Reproduce, unchanged, the part of the material that opens with the line containing "the white judogi?" and closes with the material's final line.

__STORED ROWS__.
* * * *

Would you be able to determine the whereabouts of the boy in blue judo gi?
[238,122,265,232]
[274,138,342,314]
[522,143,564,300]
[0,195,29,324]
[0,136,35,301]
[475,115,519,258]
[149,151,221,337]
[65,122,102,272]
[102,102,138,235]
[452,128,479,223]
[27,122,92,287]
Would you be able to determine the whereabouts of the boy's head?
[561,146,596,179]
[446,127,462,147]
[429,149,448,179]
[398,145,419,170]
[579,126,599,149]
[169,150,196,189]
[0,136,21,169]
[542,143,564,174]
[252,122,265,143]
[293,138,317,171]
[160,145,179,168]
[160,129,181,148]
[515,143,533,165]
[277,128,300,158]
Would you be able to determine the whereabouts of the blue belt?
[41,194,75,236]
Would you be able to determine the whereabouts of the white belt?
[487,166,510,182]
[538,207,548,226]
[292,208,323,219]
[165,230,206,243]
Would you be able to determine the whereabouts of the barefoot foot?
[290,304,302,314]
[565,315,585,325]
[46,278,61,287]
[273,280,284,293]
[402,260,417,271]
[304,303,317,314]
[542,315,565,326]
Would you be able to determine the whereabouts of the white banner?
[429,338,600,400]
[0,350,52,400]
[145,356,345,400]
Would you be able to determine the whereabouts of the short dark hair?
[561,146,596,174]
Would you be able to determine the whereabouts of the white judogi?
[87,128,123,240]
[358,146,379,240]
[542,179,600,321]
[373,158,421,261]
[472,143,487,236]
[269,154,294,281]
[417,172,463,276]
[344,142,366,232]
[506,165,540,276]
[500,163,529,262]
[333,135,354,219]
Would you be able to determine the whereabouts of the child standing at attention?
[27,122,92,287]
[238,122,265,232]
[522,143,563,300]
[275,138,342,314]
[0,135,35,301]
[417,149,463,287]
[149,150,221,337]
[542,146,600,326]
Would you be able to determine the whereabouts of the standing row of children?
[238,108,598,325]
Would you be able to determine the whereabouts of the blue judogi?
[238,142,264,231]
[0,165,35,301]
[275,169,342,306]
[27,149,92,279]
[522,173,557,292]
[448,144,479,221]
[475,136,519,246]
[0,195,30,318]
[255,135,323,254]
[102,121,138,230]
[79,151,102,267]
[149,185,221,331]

* * * *

__TASK RESPONSE__.
Would you be able to determine the whereabouts of the white judogi?
[87,128,123,240]
[358,146,379,240]
[542,179,600,321]
[373,158,421,261]
[472,143,487,236]
[269,154,294,281]
[417,172,463,276]
[344,142,366,232]
[506,165,540,276]
[500,163,529,262]
[333,135,354,219]
Would you be able to determine the whereabouts of the child standing at attention?
[27,122,92,287]
[238,122,265,232]
[522,143,563,300]
[275,138,342,314]
[0,135,35,301]
[417,149,463,287]
[149,150,221,337]
[542,146,600,326]
Would you be able to determine the whereabouts of the standing row of children?
[238,108,598,325]
Would you be able to determine the whereabouts of the blue judogi?
[238,142,264,231]
[0,165,35,301]
[275,169,342,306]
[27,149,92,279]
[522,173,557,292]
[448,144,479,221]
[475,136,519,246]
[0,195,30,318]
[255,135,323,254]
[102,121,138,230]
[79,151,102,267]
[149,185,221,331]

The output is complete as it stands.